====== Text segment ======
D is our last hope

Paulo Pinto pjmlp at progtools.org
Mon Dec 18 13:25:39 UTC 2023


On Monday, 18 December 2023 at 10:37:20 UTC, Mike Shah wrote:
> On Monday, 18 December 2023 at 05:46:20 UTC, Walter Bright 
> wrote:
>> On 12/8/2023 1:06 AM, Hors wrote:
>>> This is one of biggest mistakes in dlang's design. They tried 
>>> to be "everything" (being both garbage collected and not, 
>>> being both safe and unsafe system language...), it backfired 
>>> because as you said, you always need to exclude some people 
>>> or features.
>>
>> I often use a mix of gc and malloc in a program - they each 
>> have their uses. It's sort of like using a struct or using a 
>> class - they coexist fine, and you can mix and match as you 
>> please.
>>
>> Rust also has both safe and unsafe code.
>
> It would be interesting to hear from AAA game devs on this 
> thread regarding their thoughts on garbage collection.
>
> Unreal Engine implemented a garbage collector for their UObject 
> (https://unrealcommunity.wiki/garbage-collection-36d1da) and 
> the collector runs every 30-60 seconds.
====== Material shown ======
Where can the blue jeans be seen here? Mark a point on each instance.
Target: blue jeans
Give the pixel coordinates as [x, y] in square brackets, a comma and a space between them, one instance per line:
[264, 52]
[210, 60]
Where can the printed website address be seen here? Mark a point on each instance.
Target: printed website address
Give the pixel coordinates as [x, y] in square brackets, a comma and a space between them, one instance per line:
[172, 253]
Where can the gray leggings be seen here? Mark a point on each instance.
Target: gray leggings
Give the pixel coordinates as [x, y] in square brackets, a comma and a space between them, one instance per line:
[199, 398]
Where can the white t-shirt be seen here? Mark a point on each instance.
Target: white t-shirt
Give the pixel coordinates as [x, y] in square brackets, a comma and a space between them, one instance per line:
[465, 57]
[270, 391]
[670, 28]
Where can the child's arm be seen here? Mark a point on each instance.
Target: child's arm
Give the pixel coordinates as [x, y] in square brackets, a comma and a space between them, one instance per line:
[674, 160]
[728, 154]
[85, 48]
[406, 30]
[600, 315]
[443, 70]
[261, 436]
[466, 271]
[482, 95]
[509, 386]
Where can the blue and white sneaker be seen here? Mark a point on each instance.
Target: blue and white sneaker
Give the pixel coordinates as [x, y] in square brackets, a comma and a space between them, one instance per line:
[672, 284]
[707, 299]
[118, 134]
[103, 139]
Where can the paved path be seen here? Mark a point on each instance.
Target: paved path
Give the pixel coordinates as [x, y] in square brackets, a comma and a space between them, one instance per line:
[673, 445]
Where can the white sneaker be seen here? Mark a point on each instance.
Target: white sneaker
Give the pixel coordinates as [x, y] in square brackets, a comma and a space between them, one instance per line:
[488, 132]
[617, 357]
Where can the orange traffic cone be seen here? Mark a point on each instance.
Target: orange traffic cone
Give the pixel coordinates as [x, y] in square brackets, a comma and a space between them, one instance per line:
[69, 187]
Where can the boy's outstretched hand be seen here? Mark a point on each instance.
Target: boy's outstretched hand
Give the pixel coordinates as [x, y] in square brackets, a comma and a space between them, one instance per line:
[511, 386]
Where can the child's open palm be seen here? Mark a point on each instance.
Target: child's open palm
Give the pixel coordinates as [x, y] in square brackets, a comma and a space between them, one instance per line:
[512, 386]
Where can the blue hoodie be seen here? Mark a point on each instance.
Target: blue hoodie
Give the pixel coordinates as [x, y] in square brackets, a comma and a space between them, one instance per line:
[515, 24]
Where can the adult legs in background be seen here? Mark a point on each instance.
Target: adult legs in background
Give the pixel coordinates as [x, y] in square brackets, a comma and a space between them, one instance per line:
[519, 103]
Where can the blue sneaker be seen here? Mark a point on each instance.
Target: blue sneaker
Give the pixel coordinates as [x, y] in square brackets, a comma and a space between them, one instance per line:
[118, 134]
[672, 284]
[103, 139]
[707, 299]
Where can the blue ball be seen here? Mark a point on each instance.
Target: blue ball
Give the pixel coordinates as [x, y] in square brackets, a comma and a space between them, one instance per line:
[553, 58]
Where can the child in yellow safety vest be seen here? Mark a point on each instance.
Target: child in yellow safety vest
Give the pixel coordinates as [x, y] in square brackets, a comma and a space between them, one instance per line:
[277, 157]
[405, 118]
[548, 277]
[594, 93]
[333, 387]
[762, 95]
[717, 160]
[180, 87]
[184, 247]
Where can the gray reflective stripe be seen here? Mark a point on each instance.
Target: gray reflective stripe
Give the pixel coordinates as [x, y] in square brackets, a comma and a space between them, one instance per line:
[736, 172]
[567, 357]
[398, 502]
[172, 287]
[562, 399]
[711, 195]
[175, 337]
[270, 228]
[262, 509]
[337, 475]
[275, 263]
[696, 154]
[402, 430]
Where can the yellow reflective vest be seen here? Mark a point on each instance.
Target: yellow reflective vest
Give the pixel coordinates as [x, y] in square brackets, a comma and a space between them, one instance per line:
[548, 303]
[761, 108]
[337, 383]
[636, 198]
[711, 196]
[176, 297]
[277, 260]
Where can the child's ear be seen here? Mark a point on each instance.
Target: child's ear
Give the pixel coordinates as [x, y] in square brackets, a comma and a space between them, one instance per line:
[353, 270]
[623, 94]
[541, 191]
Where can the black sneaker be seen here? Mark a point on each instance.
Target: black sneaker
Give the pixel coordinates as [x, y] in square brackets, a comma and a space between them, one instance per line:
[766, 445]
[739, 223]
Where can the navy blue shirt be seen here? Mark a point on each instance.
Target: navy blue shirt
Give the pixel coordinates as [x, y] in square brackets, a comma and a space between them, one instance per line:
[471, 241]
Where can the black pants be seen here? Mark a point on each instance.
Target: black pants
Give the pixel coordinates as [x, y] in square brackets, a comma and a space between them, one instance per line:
======
◆ Requests:
(1) Using the mailing-list post on garbage collection, decide whether each statement agrees with it. Answer yes or no, and quote the deciding words.
(a) Walter Bright says he often mixes gc and malloc in one program.
(b) Mike Shah says Unreal Engine's collector runs every 10 seconds.
(c) Walter Bright says Rust has only safe code.
(2) Continue the mailing-list post on garbage collection from its last line.

◆ Replies:
(1)
(a) Yes: "I often use a mix of gc and malloc in a program"
(b) No: "the collector runs every 30-60 seconds."
(c) No: "Rust also has both safe and unsafe code."

(2)
>
> Many game studios implement their own STL (Or rather standard 
> library, avoiding templates) in C++ for debuggability and 
> creating special cases for data structures (See EASTL as an 
> example).
>
> I think the major factor with D not being adopted more by AAA 
> studios is legacy C and C++ codebases. Some game studios live 
> title to title, so it's hard to start from scratch. Otherwise 
> there may also exist other approval issues of getting LDC 
> available on consoles with the Developer Kits (Again, need 
> advocates to do this effectively volunteering after work to 
> sell the idea).
>
> Worth also listening to Ethan Watson's talk: 
> https://www.youtube.com/watch?v=7YjLW7anNfc
>
> Anyway, just a few quick thoughts.

C# took up that role, thanks to XNA, Unity, and many studios 
adopting Windows Forms/WPF alongside C++/CLI for their tooling.

Capcom shipped Devil May Cry for Playstation 5 using their own 
fork of .NET Core/C#, and is in the process of updating their 
in-house engine to .NET 8.

D had an opportunity with Remedy, sadly it wasn't picked up by 
other studios.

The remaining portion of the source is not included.